▸ Your task
Leave out the pictures and copy the remaining records exactly.

[Source records]
* * * * * * *
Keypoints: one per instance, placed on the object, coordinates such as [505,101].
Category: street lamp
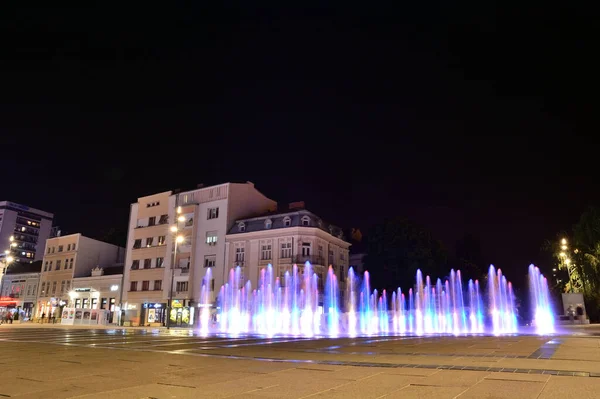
[177,239]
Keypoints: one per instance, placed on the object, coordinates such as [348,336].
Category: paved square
[59,362]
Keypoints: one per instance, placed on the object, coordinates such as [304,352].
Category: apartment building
[283,239]
[101,289]
[66,258]
[29,229]
[201,218]
[18,288]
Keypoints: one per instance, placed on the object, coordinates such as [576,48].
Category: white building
[68,257]
[202,217]
[283,239]
[100,290]
[18,289]
[29,227]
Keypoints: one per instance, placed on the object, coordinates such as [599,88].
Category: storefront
[153,314]
[182,314]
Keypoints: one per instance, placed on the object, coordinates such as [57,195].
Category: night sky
[474,119]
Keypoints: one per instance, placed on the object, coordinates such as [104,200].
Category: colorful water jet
[298,304]
[540,302]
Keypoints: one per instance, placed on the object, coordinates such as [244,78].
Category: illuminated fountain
[540,301]
[298,304]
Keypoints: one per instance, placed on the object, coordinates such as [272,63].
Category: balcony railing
[313,259]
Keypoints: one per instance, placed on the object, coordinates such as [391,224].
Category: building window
[286,249]
[266,252]
[210,261]
[213,213]
[306,249]
[240,254]
[181,286]
[211,237]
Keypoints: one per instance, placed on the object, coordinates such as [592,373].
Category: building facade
[29,228]
[100,290]
[202,218]
[284,239]
[66,258]
[18,289]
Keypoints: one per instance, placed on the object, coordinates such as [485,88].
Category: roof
[258,223]
[21,268]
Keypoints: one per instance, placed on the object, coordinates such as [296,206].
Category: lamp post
[7,261]
[177,239]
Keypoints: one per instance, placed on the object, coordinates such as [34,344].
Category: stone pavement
[138,363]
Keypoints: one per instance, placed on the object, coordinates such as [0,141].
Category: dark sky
[466,118]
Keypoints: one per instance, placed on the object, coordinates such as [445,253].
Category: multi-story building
[99,290]
[283,239]
[18,289]
[66,258]
[202,218]
[29,229]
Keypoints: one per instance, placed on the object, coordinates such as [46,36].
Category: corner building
[283,239]
[203,217]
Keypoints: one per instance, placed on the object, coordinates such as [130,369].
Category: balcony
[313,259]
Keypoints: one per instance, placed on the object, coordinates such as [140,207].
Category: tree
[396,248]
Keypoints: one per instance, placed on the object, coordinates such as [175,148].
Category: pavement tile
[501,389]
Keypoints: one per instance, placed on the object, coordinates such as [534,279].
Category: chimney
[296,205]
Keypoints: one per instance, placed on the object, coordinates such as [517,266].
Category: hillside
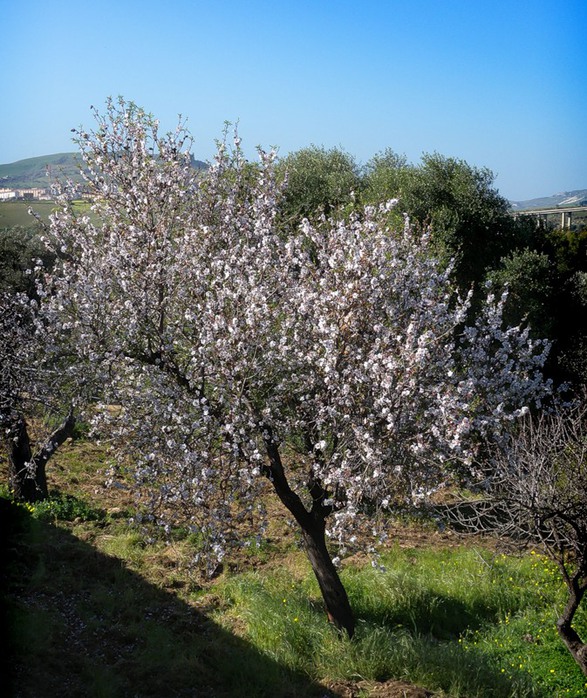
[39,171]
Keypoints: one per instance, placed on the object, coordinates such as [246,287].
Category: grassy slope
[32,172]
[94,611]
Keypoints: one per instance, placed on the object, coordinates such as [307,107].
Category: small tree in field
[29,386]
[326,362]
[536,492]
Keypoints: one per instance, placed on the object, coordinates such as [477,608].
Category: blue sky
[499,83]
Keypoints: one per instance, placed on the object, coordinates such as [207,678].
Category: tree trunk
[26,484]
[313,528]
[27,473]
[567,633]
[334,594]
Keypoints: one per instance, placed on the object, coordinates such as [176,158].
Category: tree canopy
[330,362]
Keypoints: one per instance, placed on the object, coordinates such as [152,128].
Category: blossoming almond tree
[325,362]
[30,385]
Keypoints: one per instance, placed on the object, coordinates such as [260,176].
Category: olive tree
[328,364]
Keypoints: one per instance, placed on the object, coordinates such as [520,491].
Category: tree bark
[313,527]
[334,594]
[27,473]
[567,633]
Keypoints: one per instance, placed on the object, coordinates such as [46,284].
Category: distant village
[33,194]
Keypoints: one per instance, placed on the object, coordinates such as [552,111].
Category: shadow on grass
[79,623]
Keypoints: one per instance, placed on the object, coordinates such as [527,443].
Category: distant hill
[577,197]
[40,171]
[33,172]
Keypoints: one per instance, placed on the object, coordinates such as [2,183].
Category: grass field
[94,610]
[16,213]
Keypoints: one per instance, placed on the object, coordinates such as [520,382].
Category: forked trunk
[567,633]
[28,483]
[334,594]
[313,528]
[28,472]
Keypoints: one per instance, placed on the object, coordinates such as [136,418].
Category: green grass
[96,611]
[15,213]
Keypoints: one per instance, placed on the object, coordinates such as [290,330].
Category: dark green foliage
[318,181]
[20,248]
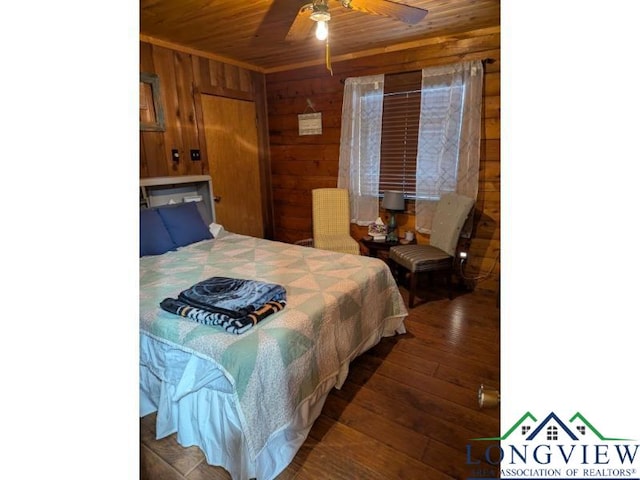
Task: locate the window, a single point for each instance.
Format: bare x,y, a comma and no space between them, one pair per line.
417,132
400,124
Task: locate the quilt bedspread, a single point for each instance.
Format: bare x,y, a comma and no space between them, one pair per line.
336,305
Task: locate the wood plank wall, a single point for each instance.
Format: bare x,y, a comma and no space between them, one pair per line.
183,78
302,163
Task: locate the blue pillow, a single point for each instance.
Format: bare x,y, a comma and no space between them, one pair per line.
184,223
154,237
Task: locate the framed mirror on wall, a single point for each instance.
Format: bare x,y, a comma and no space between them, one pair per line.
151,113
* * * * * * *
▸ Solution to the problem
Keypoints: one per instance, placed on the object, coordinates such as [505,101].
Category: street lamp
[177,239]
Keypoints: one per instance, placed on the object, coordinates such as [348,336].
Category: paved square
[59,362]
Keypoints: one per instance, placed on the object, coordinates such as [304,352].
Category: apartment building
[283,239]
[101,289]
[66,258]
[29,229]
[201,218]
[18,288]
Keypoints: one per instance, placed on the object, coordinates such as [576,48].
Category: white building
[68,257]
[202,217]
[283,239]
[100,290]
[18,289]
[29,227]
Keypoints: one per instance, placed on the object, coordinates such as [599,88].
Category: storefront
[153,314]
[182,314]
Keypoints: one per instance, placed on the object, coordinates such as [57,195].
Category: night sky
[474,119]
Keypoints: one per instance, placed on the object, coordinates such as [104,200].
Category: colorful water jet
[298,304]
[540,302]
Keypoints: one per instance, placed on the object, coordinates such as [244,78].
Category: illuminated fountain
[540,301]
[298,304]
Keypoints: one per instance, placed on the object, coordinates such as [272,63].
Category: balcony railing
[313,259]
Keypoints: one per instance, placed on the object, coordinates such as [391,224].
Category: building window
[286,249]
[266,252]
[210,261]
[213,213]
[306,249]
[240,254]
[181,286]
[211,237]
Keypoints: one per instance, placed on the object, coordinates such as [592,373].
Category: building facade
[29,228]
[100,290]
[202,218]
[284,239]
[66,258]
[18,289]
Keypoints: one per instance, placed on the object, coordinates such as [485,88].
Category: roof
[258,223]
[21,268]
Keypoints: one per instance, placed on the object, coordinates such as [296,206].
Category: lamp post
[7,261]
[177,239]
Keypoints: one per instance, placed on the object, coordinates such as [34,344].
Category: stone pavement
[138,363]
Keypoints: one per instance, placed on the object, coordinates such as [0,141].
Category: dark sky
[466,118]
Keypoints: one per instance, placed on the object, coordinates such as [445,253].
Category: multi-story building
[99,290]
[283,239]
[18,289]
[66,258]
[202,218]
[29,229]
Keypoints: one per instance, placed on the object, coordinates such as [46,36].
Category: corner building
[283,239]
[203,217]
Keypoints: one per instance, placed on the object, coordinates such as [130,369].
Category: balcony
[313,259]
Keypoints: one per instance, placed on the object, coordinates such as [140,207].
Category: tree
[396,248]
Keypoints: one per instance, placed on the object, coordinates such as [175,148].
Category: pavement tile
[501,389]
Keypoints: one per instance, placed on the object, coordinates such as [534,279].
Category: chimney
[296,205]
Keypoints: one per instance, placed on the object, coordinates such as [517,266].
Category: hillside
[39,171]
Keypoints: one per instance, placed on the object, coordinates such as [246,287].
Category: grassy slope
[32,172]
[94,611]
Keypoints: one per instance, placed on the object, coordinates such as [307,107].
Category: small tree in field
[29,386]
[326,362]
[536,492]
Keypoints: one per instance, placed on the object, coordinates such as [477,608].
Category: blue sky
[499,83]
Keypoints: one per instance, placed on the object, coordinates such as [207,678].
Category: tree trunk
[26,484]
[313,528]
[27,473]
[567,633]
[334,594]
Keypoints: one per instance, placed on the object, coordinates such as [176,158].
Category: tree canopy
[330,362]
Keypoints: one per instance, placed on the object, coordinates such as [152,128].
Category: blossoming almond tree
[325,362]
[30,385]
Keypoints: one per instance, placed on the object, coordinates such as [260,176].
Category: olive tree
[328,364]
Keypoints: one per instance, placed on the object, coordinates such as [520,491].
Category: tree bark
[313,527]
[334,594]
[27,473]
[567,633]
Keypoints: one per instance, placed on the object, coordinates such as [46,284].
Category: distant village
[33,194]
Keypoints: one per instance, placed on the object, coordinates such as [552,111].
Category: shadow on grass
[79,623]
Keypoints: one per instance, placed on the object, coordinates such as [527,443].
Category: distant hill
[577,197]
[40,171]
[33,172]
Keypoints: one per instance, placed on the object, coordinates such as [2,183].
Category: grass field
[94,610]
[16,213]
Keypoints: one per instance, placed on the object, coordinates such as [520,382].
Category: forked trunk
[567,633]
[28,483]
[334,594]
[313,528]
[28,472]
Keypoints: one per instance, placed on the object, coordinates such as [136,418].
Category: green grass
[96,611]
[15,213]
Keypoints: one per instance, placed on the object, coordinates such as [290,330].
Category: dark green foliage
[318,181]
[20,248]
Task: locate the window, a single point for each instance.
Format: bare x,y, a comma and no space between them, one pair per line.
417,132
400,124
Task: locate the quilt bedspread, a single point for each instance.
Format: bare x,y, a comma and no space between them, one pair per line.
336,305
Task: locate the wood plank wall, a single point for each instance.
Format: bare x,y, a comma and no space between them, one pair per line.
183,78
302,163
Task: locate the blue pillow, a single point for each instance.
Format: bare x,y, a comma and no space between them, one pair per line.
184,223
154,237
Task: locate the framed mirror on wall, a single point for each instance.
Format: bare x,y, a comma and no space between them, one pair per line.
151,113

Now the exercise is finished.